### Task instructions
Reproduce the data verbatim, from the line containing "Target: roadside vegetation" through the line containing "M42 111L118 98L125", with both of those lines included. Omit the pictures from your answer.

### Available data

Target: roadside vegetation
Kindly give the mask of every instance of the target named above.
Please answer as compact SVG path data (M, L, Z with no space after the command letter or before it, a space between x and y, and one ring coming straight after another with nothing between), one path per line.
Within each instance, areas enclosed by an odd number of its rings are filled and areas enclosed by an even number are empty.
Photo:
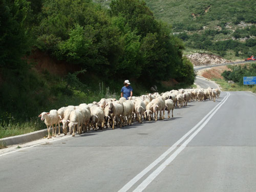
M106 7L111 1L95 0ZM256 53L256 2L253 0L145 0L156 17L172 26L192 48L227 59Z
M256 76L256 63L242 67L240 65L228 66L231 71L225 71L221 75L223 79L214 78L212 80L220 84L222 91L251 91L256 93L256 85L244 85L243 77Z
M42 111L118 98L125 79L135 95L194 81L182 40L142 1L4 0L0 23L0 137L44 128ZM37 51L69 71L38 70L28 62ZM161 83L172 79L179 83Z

---

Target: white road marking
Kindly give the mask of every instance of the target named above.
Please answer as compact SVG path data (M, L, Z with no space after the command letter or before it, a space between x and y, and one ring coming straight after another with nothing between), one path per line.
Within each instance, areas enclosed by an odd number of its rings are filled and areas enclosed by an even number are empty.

---

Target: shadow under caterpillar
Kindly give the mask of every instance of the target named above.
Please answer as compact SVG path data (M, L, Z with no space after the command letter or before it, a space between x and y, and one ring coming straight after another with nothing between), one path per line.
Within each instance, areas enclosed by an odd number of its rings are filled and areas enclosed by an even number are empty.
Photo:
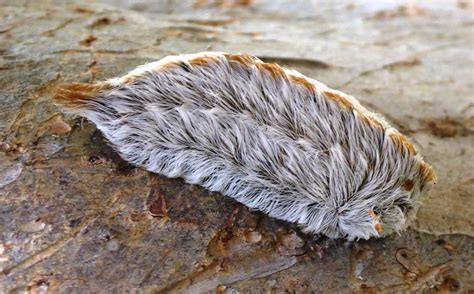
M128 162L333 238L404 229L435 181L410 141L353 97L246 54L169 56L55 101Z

### Exercise result
Target: roadside vegetation
Kindly give the mask of every instance of the target named above.
Please answer as compact SVG path data (M, L, Z with no space after the command letter or before it, a space between x and y, and one ring coming straight after another with nothing between), one path per line.
Within each instance, areas enclosed by an odd number of its rings are filled and areas enclosed by an even number are empty.
Photo:
M106 7L111 1L95 0ZM256 53L256 2L253 0L145 0L156 17L172 26L192 48L227 59Z
M256 76L256 63L242 67L240 65L228 66L231 71L225 71L221 75L223 79L214 78L212 80L220 84L222 91L251 91L256 93L256 85L244 85L243 77Z
M42 111L118 98L125 79L135 95L194 81L182 40L142 1L4 0L0 23L0 137L44 128ZM37 51L69 71L38 70L28 62ZM161 83L172 79L179 83Z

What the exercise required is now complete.